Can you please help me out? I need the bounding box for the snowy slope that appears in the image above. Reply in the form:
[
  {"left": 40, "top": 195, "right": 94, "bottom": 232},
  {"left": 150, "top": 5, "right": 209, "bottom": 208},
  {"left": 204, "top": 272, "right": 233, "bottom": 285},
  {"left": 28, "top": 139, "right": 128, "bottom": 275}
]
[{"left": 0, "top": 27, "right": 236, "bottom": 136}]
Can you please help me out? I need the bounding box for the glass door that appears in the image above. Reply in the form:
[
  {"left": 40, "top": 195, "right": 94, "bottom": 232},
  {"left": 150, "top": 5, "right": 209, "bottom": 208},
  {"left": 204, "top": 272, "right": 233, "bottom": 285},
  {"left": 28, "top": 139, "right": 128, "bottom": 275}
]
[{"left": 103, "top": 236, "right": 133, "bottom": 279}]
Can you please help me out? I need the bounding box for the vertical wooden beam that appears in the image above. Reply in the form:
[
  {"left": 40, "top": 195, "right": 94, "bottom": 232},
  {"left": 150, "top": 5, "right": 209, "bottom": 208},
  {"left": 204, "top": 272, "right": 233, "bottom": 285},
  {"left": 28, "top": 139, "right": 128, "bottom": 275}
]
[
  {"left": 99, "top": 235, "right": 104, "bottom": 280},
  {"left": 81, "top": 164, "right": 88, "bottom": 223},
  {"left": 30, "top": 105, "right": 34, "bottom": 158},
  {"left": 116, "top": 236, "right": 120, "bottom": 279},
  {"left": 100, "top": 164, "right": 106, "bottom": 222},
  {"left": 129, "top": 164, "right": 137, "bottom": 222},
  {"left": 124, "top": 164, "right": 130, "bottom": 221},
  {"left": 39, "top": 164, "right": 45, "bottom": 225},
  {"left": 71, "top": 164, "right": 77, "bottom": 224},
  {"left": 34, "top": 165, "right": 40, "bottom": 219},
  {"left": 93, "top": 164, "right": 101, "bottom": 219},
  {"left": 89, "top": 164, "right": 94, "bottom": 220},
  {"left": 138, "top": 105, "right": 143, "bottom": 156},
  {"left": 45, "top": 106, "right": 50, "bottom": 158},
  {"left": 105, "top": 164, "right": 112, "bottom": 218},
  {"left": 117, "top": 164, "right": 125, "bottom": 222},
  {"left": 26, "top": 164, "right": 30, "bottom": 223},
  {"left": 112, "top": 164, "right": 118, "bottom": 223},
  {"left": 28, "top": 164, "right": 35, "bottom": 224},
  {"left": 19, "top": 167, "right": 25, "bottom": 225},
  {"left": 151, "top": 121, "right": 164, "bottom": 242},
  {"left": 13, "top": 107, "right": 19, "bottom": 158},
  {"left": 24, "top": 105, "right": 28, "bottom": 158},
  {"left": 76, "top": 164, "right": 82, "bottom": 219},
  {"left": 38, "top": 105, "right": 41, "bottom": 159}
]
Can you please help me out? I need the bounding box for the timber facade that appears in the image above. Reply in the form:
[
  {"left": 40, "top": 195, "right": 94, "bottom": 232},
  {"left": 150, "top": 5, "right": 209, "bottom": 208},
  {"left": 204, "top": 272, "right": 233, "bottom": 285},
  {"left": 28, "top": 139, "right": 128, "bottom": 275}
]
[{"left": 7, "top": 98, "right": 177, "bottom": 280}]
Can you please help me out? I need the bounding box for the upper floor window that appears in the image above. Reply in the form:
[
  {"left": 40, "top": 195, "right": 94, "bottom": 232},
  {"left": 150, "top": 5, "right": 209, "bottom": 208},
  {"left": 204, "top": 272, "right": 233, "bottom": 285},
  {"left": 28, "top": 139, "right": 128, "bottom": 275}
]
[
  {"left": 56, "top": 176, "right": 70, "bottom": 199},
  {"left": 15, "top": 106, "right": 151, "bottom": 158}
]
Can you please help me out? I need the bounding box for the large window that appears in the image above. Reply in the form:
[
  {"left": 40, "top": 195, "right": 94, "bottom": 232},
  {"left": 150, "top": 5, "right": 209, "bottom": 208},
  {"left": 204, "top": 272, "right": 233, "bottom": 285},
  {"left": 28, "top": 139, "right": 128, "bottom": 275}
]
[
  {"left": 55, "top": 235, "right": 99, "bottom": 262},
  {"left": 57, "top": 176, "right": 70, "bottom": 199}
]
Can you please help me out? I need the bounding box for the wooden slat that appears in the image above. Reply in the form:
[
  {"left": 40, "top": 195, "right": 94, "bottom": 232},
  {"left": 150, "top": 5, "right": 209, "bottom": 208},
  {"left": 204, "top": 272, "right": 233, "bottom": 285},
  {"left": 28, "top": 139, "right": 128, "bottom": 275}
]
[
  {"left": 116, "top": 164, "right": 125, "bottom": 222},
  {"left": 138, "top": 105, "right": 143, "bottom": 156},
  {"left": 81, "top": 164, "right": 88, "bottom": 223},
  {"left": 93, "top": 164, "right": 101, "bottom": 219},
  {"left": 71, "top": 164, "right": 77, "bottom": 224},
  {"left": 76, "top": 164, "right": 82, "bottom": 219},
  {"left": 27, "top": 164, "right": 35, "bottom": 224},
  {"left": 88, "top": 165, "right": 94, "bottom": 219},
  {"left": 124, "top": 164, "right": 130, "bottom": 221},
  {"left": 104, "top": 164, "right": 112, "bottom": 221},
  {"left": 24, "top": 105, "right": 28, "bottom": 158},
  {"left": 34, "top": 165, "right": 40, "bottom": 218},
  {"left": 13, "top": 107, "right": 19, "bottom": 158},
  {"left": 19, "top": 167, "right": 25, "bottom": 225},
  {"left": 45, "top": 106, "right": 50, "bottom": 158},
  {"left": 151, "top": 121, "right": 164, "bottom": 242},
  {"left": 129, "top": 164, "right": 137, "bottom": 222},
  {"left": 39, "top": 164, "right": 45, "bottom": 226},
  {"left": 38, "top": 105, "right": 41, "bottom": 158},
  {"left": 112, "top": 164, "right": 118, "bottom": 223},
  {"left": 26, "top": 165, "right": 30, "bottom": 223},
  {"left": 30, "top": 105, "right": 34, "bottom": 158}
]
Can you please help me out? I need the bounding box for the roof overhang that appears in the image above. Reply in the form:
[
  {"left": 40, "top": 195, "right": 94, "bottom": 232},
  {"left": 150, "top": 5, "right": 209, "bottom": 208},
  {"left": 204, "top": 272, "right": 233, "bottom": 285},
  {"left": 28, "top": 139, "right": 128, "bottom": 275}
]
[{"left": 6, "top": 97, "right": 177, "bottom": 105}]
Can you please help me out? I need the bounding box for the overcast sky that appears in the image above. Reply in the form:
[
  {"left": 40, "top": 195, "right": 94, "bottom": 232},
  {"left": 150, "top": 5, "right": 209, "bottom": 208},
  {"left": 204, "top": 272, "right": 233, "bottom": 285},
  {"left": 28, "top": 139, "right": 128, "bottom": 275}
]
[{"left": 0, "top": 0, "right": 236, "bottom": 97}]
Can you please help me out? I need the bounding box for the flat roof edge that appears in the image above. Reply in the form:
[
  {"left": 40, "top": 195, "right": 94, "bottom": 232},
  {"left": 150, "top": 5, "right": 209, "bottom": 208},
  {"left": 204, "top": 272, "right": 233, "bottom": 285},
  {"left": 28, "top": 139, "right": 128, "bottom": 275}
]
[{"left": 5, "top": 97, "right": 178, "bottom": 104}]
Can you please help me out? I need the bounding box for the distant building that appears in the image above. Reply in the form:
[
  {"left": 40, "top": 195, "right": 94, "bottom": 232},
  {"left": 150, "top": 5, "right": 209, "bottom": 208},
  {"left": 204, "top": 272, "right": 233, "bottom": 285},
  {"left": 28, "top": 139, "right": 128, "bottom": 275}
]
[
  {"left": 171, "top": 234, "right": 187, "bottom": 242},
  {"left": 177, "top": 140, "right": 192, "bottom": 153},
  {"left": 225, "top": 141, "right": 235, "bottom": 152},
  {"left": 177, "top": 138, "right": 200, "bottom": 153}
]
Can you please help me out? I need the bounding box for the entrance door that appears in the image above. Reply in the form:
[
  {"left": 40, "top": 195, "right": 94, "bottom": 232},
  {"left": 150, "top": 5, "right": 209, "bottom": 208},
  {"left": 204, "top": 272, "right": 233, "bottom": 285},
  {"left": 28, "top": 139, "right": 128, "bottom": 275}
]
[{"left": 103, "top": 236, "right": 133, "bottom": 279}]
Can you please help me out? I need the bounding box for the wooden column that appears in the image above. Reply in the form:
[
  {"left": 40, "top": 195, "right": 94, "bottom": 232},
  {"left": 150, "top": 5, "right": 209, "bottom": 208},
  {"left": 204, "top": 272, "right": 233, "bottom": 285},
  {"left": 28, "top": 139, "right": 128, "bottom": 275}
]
* * *
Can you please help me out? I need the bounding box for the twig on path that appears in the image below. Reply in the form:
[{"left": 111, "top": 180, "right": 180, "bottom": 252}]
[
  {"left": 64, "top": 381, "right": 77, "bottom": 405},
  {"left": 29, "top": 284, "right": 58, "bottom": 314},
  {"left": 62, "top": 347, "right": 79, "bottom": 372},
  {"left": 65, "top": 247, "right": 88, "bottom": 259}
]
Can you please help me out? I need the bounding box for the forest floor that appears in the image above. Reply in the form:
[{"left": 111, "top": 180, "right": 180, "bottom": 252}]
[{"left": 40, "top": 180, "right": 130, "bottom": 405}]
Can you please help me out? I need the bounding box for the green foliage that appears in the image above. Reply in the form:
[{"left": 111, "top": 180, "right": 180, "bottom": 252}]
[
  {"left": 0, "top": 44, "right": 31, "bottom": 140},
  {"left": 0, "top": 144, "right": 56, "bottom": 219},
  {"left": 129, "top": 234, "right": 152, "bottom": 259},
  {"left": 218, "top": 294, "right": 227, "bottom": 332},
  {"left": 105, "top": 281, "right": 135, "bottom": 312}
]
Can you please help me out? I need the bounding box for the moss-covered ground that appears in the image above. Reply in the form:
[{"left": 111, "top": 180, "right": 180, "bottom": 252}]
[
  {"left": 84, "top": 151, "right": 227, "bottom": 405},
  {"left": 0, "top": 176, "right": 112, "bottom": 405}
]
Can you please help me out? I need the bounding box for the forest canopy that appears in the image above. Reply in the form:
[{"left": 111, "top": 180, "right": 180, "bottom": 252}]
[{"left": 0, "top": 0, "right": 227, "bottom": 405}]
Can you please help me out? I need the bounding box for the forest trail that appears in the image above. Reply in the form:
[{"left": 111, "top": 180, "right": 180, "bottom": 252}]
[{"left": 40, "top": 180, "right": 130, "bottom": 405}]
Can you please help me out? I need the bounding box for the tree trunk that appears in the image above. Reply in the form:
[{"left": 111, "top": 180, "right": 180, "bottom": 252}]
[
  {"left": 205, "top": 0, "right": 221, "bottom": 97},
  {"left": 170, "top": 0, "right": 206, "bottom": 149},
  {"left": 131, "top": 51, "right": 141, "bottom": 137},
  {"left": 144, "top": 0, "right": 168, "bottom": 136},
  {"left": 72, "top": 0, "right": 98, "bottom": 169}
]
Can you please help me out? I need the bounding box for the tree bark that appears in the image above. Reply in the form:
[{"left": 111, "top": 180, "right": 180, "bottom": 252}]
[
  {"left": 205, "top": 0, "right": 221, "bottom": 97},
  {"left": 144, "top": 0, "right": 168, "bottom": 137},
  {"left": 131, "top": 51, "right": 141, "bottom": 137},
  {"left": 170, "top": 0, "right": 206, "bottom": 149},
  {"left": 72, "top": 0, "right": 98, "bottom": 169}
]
---
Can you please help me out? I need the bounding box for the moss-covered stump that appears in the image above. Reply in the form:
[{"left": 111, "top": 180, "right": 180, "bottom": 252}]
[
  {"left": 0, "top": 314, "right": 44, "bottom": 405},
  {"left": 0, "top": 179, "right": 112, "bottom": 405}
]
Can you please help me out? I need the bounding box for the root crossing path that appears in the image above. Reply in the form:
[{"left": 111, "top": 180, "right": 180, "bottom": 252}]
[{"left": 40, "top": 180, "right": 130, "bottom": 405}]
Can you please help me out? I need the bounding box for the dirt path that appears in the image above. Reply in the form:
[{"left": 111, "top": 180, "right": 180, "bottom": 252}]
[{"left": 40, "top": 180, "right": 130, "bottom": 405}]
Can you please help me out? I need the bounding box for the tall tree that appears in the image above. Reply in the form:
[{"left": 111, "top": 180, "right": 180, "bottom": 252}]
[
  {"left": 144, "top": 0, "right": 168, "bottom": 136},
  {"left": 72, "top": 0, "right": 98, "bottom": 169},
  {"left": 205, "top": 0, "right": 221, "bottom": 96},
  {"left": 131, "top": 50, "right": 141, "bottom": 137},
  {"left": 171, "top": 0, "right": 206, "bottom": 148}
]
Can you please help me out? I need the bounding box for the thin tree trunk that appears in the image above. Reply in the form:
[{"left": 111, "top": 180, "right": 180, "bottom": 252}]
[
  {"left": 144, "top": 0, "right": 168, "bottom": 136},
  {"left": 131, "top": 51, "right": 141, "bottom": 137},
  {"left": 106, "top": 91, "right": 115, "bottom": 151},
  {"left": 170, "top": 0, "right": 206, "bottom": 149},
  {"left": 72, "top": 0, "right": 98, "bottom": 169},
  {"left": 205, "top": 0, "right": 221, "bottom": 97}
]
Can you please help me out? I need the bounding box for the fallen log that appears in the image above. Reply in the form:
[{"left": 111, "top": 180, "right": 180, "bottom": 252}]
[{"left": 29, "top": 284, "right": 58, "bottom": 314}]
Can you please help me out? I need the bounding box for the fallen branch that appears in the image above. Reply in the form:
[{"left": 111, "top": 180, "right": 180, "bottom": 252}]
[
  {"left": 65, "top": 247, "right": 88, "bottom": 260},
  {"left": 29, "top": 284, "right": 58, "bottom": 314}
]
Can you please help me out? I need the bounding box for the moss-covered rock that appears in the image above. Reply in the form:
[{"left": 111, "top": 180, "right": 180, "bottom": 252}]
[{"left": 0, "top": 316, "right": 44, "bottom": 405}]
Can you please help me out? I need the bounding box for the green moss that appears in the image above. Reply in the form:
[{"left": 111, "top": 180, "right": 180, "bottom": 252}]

— YOUR OBJECTIVE —
Filter the records above and copy out each line containing the word "fallen".

— THE OUTPUT —
Can you please help me out? I need the bounding box for the fallen log that appears in the image above. Reply in the form:
Can you please help me out? I need the bounding box for the fallen branch that appears in the image above. Reply in the form:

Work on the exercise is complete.